WORK INSTRUCTION 1: List every ChatGPT plan named in the article on Codex plans.
WORK INSTRUCTION 2: Carry on the article on Codex plans from its final sentence.

EXTRACT:
----
ChatGPT Plus at $20 per month is the entry point. It gives you Codex with GPT-4o and the o-series models. For engineers using Codex as an occasional tool, a few tasks a week, the Plus tier is sufficient. Rate limits are real but not punishing for moderate use.

ChatGPT Pro at $200 per month is a significant jump. It adds GPT-5 access, higher rate limits, and priority access to the strongest o-series models. For engineers running Codex for several hours a day, or using cloud agents to parallelize work across multiple tasks, Pro can pay for itself in recovered time. For occasional users, it’s hard to justify. The price gap between Plus and Pro is steeper than the equivalent gap in Claude’s plan structure, where Claude Pro sits at $17/month and Claude Max starts at $100.

Business, Edu, and Enterprise plans include Codex access with shared rate limits and admin-level controls. Enterprise pricing is negotiated and includes SSO, audit logging, and data processing agreements that Plus and Pro don’t provide.

The API key path is available for users who want pay-as-you-go billing rather than a subscription. At GPT-5 pricing this can get expensive quickly for heavy agentic use, since long sessions consume significant context. The subscription path is almost always cheaper for daily use.

There’s no free tier for Codex. You need a paid ChatGPT plan to use it, which puts it in the same position as Claude Code in terms of barrier to entry. Google Jules has a free tier with 15 tasks per day; for developers who want to try an agent before committing money, Jules is currently the better entry point.

Where Codex wins and where it doesn’t

Codex wins on model flexibility. The ability to dial between fast GPT-4o for routine work and deliberate o4 reasoning for architectural decisions in the same tool is genuinely useful. Claude Code’s model selection is improving but still less granular.
----
DATA PROVIDED:
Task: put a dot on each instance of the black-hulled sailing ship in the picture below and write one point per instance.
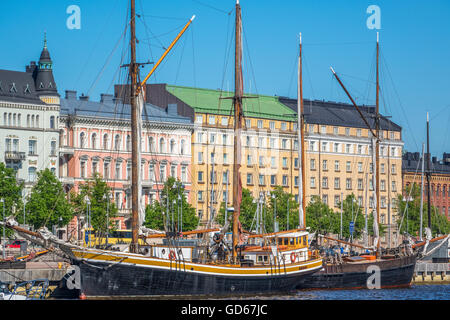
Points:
(381, 269)
(173, 269)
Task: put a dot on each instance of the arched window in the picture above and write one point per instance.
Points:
(94, 141)
(162, 145)
(117, 142)
(105, 141)
(128, 143)
(172, 146)
(82, 140)
(183, 147)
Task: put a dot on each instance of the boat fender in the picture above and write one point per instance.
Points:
(293, 257)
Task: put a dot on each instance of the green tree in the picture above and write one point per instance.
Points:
(281, 202)
(247, 214)
(101, 207)
(47, 204)
(156, 213)
(411, 217)
(320, 217)
(11, 193)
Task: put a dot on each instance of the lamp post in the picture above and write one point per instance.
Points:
(88, 214)
(4, 235)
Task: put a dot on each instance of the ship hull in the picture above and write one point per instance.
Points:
(382, 274)
(103, 278)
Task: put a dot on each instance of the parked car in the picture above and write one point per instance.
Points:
(15, 244)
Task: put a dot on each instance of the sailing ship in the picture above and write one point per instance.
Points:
(371, 270)
(267, 263)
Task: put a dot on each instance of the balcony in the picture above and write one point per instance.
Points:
(15, 156)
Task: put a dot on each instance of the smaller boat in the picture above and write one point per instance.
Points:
(27, 290)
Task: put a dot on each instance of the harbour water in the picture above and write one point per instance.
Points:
(415, 292)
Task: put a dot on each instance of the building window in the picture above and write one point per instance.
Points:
(337, 183)
(31, 174)
(118, 170)
(312, 163)
(324, 182)
(336, 165)
(82, 140)
(162, 145)
(272, 125)
(105, 141)
(53, 148)
(31, 147)
(94, 141)
(83, 169)
(106, 170)
(348, 183)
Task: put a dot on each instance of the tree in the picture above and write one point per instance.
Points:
(247, 214)
(411, 217)
(101, 207)
(320, 217)
(11, 193)
(47, 204)
(282, 203)
(156, 214)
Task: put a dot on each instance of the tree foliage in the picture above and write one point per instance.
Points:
(411, 216)
(47, 204)
(11, 193)
(158, 217)
(101, 207)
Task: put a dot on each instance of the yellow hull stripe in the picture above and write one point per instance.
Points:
(299, 267)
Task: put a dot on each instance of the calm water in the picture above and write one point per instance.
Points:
(416, 292)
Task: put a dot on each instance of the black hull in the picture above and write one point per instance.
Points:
(394, 273)
(128, 280)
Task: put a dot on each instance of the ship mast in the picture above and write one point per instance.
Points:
(377, 150)
(301, 142)
(134, 134)
(238, 117)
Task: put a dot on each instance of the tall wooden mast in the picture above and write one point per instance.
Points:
(238, 117)
(377, 149)
(134, 134)
(301, 143)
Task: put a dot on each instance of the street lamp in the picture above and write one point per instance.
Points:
(88, 214)
(4, 235)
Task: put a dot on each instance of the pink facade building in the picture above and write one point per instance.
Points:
(96, 137)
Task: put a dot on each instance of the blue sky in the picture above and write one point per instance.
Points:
(415, 47)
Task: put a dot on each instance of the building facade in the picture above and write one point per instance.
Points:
(96, 137)
(439, 181)
(337, 143)
(29, 113)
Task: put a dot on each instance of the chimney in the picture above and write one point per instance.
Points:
(106, 98)
(71, 95)
(172, 109)
(31, 67)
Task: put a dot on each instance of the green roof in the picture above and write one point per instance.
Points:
(208, 101)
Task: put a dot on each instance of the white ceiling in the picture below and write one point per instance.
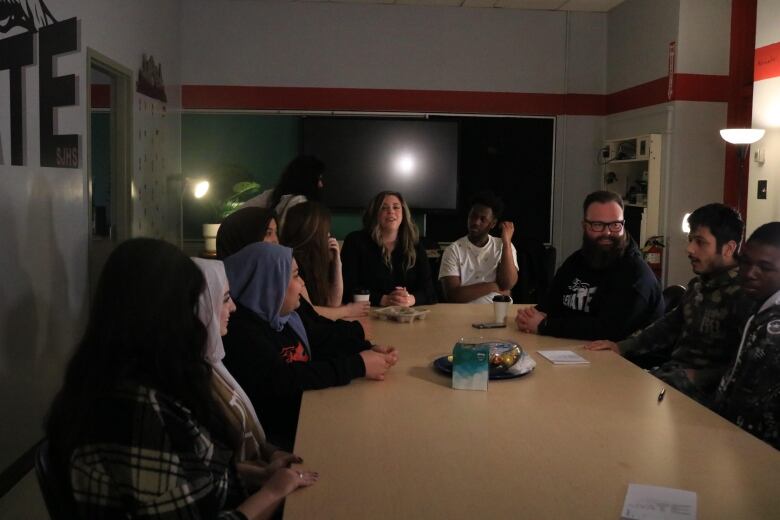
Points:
(601, 6)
----
YOUR RESPONSE 1: ChatGPT Plus, ChatGPT Pro, Business, Edu, Enterprise

YOUR RESPONSE 2:
Codex wins on cloud agents. Async task delegation with a proper plan-and-approve loop is a complete feature, not a beta. If overnight autonomous work is a workflow you want, Codex has the best implementation of it among terminal agents.

Codex wins on transparency. Open-source code under Apache-2.0 means you can read the framework, submit issues, and in extreme cases fork it. For teams with specific security or compliance requirements, that auditability matters.

Where Codex trails: MCP integration. Claude Code’s MCP support is more mature, with a richer ecosystem of pre-built servers for databases, browsers, and external APIs. Codex has tool-use support but the connector ecosystem is smaller. If your workflow depends on wiring the agent into your actual infrastructure, Claude Code is currently the better choice.

Codex also trails on hook-based automation. Claude Code’s lifecycle hooks that fire shell commands on events like post-edit or pre-commit are well-tested and documented. Codex’s equivalent is functional but less flexible for power users who want to automate their own post-processing.

Who Codex is built for

The clearest fit is an engineer who already pays for ChatGPT Plus and wants to start using a coding agent at no additional cost. The on-ramp is frictionless: you’re already authenticated, the model quality is excellent, and the tool is a one-command install away. That “free upgrade” framing is Codex’s strongest acquisition advantage.

The second strong fit is anyone who wants async task delegation. If your workflow includes handing off well-scoped tasks to run while you focus on higher-priority work, the cloud agent is the most polished implementation of that pattern in the market. You queue work, approve plans, review results. The overhead per task is low.

Open-source-minded teams will also find Codex compelling in ways Claude Code can’t match. Being able to read the source, submit patches, and know exactly how the agent processes your files and credentials is a meaningful comfort for security-conscious organizations.

For engineers who want the deepest integration with external tools via MCP, or who are already heavily invested in Anthropic’s model ecosystem, Claude Code is still the better fit today. For a wider comparison of coding agents, the best AI agent for coding guide maps the full field.

Codex vs the alternatives

Codex vs Claude Code

Claude Code came first and it shows in the ecosystem. MCP integration is richer, the hook system is more powerful for automation-minded users, and the CLAUDE.md persistent memory system has had more time to mature. On raw multi-file reasoning quality, the two tools are close enough that which one wins depends heavily on the specific task and codebase.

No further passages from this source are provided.